> [Exercise details] Once you find the line that contains "walkway. Keep to one point per instance.", write out that line and every line after it to the end of the records, exactly and with nothing else.

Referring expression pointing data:
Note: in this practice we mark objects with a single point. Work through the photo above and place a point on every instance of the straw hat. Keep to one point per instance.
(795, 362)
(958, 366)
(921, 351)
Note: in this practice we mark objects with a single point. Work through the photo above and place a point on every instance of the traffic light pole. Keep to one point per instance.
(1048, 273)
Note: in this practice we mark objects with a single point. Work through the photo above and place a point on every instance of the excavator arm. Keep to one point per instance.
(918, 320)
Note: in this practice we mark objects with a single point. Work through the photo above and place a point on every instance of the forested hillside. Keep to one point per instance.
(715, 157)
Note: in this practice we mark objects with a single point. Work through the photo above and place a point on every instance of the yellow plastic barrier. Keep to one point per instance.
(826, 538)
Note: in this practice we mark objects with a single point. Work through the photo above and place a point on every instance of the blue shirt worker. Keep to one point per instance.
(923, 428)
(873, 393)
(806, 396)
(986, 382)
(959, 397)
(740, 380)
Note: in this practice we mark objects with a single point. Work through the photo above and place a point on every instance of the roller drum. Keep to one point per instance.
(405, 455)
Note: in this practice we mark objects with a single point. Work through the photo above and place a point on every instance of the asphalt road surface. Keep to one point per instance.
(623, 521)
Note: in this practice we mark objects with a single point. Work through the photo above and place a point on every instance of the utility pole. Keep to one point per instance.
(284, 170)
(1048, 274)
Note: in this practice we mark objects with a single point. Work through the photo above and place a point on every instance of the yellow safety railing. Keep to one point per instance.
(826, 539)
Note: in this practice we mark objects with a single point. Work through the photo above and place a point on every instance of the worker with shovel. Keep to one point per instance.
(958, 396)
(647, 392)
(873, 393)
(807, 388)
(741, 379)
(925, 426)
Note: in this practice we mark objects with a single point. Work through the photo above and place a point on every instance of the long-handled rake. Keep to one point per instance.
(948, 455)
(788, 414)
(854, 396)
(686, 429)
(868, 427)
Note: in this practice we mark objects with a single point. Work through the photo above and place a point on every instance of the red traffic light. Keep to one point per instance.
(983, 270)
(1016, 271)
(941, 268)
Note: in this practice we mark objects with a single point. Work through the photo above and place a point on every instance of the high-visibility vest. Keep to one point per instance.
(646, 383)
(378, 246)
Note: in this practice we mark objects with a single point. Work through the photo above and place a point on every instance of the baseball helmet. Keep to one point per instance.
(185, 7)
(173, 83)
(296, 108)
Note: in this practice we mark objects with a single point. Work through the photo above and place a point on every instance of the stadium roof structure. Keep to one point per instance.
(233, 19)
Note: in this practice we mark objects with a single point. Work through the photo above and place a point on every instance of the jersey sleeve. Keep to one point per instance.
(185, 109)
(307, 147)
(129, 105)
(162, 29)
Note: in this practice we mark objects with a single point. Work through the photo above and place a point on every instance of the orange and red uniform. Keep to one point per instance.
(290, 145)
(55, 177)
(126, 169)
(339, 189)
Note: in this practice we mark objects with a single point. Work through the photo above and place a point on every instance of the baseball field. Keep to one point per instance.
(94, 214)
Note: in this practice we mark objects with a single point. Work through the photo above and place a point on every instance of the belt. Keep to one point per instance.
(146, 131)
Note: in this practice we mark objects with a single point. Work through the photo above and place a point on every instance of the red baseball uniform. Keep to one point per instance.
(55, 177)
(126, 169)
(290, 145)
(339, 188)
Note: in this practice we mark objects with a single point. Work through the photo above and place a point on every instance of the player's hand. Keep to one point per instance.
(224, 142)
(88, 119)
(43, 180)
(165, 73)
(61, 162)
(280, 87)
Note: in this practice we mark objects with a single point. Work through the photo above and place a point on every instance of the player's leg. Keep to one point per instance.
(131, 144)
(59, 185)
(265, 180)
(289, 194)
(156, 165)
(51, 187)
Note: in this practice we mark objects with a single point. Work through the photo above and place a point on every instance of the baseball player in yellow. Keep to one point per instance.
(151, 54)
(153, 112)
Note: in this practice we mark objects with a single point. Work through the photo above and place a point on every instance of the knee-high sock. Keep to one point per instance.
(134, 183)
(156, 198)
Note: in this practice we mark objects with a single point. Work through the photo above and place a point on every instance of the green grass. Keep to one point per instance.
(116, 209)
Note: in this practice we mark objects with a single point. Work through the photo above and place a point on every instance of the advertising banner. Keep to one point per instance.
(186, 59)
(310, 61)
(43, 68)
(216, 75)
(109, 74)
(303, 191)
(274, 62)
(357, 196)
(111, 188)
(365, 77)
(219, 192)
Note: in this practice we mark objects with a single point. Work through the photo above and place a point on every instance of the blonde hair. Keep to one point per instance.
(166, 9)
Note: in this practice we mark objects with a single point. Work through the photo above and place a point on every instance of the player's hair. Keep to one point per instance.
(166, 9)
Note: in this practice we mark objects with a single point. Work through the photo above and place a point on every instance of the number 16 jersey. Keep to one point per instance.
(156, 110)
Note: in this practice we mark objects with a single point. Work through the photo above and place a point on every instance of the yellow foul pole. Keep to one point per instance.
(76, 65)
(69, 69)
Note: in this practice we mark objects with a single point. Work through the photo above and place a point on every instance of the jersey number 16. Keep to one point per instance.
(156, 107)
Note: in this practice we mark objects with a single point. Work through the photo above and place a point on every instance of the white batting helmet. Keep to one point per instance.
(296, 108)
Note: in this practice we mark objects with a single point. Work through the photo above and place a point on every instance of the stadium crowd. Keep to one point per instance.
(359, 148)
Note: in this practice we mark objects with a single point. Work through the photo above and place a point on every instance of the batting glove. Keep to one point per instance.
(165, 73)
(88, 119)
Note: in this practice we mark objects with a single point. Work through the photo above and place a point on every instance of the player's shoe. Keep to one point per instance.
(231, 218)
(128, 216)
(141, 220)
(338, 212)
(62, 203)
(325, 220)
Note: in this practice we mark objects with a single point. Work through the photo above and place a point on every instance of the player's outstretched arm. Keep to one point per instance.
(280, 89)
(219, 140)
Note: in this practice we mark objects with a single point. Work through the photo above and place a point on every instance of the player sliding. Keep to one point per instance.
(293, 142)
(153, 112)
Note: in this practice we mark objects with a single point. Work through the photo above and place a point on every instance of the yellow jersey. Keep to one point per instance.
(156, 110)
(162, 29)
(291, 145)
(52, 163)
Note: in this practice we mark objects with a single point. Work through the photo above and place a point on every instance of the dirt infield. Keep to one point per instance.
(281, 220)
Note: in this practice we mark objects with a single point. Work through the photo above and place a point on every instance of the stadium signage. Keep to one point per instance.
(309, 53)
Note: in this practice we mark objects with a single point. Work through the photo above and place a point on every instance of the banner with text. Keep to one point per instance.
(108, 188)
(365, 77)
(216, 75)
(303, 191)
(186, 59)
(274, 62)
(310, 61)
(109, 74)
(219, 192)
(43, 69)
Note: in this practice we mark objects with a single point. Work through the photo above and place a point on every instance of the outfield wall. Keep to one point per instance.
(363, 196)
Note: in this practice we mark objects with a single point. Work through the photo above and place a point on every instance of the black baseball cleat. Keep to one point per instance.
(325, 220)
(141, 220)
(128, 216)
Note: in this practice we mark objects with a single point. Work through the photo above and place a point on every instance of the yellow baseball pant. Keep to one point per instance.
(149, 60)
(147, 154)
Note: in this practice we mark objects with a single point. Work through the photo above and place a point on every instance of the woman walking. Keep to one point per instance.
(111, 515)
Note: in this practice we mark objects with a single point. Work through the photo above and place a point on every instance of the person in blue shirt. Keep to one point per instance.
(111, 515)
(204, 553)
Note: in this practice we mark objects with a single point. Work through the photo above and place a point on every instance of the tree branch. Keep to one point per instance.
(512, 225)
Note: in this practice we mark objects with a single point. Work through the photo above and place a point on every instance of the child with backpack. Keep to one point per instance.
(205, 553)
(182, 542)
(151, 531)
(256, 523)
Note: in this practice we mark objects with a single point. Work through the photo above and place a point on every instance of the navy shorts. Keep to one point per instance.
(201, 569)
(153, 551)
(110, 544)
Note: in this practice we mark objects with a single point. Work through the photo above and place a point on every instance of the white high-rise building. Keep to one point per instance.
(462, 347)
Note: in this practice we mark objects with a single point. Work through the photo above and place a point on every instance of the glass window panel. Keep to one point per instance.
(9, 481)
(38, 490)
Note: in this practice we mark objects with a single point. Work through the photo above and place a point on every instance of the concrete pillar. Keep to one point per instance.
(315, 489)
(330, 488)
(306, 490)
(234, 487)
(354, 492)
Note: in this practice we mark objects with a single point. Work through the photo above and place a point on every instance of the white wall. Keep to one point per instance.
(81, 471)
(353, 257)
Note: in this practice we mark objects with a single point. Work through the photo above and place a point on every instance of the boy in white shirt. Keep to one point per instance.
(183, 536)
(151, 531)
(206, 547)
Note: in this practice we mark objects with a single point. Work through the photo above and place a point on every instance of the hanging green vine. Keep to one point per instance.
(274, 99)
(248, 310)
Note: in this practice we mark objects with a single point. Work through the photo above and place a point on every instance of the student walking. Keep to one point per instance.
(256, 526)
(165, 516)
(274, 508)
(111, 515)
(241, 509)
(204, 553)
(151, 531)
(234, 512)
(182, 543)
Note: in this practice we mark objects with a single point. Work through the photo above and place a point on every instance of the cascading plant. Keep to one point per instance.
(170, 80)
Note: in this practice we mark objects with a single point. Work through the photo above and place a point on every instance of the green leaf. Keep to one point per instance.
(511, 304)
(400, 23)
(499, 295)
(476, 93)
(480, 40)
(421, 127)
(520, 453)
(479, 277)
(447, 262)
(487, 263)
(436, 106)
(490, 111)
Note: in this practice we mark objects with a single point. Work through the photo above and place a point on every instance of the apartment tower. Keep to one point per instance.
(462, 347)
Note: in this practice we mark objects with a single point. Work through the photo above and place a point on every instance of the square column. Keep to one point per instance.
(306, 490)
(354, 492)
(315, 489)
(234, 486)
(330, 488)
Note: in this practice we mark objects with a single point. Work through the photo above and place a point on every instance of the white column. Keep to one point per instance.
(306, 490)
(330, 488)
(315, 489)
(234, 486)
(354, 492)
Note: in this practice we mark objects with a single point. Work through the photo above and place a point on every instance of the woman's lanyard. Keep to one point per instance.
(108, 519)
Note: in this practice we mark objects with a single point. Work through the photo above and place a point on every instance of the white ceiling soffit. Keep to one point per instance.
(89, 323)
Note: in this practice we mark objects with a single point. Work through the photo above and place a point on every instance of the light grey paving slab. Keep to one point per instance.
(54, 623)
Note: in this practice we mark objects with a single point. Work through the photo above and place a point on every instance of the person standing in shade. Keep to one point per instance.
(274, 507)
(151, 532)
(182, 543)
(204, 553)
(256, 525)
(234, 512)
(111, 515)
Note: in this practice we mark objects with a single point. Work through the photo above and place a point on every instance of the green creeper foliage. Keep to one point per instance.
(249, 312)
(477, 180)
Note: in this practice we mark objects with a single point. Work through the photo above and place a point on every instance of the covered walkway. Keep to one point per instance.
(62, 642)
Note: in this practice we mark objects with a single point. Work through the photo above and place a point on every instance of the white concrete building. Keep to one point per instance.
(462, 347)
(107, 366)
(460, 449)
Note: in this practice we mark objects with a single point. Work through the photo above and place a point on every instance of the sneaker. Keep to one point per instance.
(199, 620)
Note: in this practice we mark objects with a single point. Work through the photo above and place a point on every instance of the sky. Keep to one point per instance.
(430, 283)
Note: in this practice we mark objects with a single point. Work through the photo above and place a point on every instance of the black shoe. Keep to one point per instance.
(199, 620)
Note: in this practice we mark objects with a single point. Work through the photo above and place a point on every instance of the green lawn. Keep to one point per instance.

> [Answer area]
Note: in this practice we mark objects with a single point. Work through the photo above and place a point on every instance of the covered walkway. Keep to one point per instance.
(62, 642)
Note: in this practice we mark objects with a single point. Work through the photo above and place a point on every instance of the white concrete building. Keep to one point per instance.
(462, 347)
(107, 366)
(460, 449)
Note: in this practice we mark objects with a single point. Work through the photo above and place a point on every instance of the sneaker. Keep to one point per instance.
(199, 620)
Note: in this practice we mark objects with a single point. Work through the photo above and place a point on every instance of the sky. Keep to one point per instance.
(430, 283)
Note: in this practice we mark objects with a single point. Work through the photo above and place a point on every instance of the black shoe. Keep to one point per instance.
(199, 620)
Note: in this practice we mark objects with a single point. Work through the photo above and place a point on every instance of the green lawn. Keep to one point per instance.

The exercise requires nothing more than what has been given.